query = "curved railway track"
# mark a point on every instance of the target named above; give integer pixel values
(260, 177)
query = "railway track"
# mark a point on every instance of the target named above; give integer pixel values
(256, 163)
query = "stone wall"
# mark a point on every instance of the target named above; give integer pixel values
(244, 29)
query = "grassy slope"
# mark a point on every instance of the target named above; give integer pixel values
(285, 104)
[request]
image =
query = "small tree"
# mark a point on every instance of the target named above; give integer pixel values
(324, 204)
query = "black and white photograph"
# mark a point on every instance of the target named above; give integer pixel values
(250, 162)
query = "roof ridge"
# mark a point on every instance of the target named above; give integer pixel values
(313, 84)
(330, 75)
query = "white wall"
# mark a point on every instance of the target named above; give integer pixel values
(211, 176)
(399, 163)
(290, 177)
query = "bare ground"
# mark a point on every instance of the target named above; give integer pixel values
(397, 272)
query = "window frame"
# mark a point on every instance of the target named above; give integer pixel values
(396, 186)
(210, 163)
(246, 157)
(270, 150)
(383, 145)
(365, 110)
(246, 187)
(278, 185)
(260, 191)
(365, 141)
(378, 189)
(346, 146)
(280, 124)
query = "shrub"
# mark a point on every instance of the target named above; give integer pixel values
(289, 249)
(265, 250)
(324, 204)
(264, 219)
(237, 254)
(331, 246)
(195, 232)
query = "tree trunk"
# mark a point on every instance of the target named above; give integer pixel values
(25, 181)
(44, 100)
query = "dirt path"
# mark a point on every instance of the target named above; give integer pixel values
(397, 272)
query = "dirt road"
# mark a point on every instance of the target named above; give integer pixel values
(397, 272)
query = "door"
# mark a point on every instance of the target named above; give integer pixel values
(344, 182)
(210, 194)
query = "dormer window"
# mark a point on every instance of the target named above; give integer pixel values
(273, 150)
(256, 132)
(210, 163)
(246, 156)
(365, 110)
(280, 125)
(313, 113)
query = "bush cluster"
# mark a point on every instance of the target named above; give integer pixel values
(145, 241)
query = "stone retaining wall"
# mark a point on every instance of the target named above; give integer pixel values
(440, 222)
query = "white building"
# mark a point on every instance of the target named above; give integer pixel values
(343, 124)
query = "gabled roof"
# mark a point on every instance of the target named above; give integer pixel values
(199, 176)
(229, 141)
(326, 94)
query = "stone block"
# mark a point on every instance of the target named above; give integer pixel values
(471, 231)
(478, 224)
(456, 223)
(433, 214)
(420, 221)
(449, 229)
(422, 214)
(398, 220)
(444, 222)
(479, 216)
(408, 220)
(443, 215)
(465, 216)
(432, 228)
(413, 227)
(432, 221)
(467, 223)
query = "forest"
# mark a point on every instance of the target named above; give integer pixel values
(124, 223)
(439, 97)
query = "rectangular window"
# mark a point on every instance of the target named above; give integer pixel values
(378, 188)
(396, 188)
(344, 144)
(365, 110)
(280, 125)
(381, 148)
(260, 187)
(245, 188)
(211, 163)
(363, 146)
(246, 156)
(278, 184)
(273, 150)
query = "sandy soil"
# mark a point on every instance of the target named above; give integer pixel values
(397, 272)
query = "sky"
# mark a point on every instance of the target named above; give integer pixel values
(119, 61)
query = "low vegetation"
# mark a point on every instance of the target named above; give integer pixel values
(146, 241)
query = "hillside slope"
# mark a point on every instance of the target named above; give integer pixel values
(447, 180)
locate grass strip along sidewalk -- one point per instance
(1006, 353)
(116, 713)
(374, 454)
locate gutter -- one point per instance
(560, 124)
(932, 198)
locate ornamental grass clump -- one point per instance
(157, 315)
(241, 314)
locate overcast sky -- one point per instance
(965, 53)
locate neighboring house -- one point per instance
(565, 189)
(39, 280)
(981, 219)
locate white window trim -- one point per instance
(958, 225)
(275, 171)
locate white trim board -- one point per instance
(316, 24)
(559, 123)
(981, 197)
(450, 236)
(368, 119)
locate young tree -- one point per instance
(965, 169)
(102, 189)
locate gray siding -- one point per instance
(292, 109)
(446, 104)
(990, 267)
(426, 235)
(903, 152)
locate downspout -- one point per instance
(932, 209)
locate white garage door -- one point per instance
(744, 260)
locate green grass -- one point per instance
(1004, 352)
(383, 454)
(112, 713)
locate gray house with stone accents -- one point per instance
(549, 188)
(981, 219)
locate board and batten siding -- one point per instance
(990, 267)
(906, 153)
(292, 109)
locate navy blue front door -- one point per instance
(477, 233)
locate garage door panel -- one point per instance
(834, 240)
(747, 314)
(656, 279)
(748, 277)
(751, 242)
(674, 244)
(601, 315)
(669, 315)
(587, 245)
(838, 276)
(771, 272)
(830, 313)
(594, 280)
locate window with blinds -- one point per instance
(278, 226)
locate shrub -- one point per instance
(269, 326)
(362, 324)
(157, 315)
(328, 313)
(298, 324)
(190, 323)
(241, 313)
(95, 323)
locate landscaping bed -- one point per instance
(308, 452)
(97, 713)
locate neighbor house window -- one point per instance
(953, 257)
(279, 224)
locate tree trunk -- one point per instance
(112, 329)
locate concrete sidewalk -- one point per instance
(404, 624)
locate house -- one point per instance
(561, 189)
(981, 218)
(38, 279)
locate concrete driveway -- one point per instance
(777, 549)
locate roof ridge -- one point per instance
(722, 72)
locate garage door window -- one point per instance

※ ※ ※

Task instructions:
Nothing but the lines from the one with "locate concrete sidewalk" through the end of the data above should be reproduced, each exactly, both ends included.

Exercise output:
locate concrete sidewalk -- one point per instance
(404, 624)
locate house -- one point per instance
(561, 189)
(981, 218)
(38, 279)
locate concrete driveway -- one point per instance
(777, 549)
locate roof ridge -- one point per instance
(722, 72)
locate garage door window -- one point per instance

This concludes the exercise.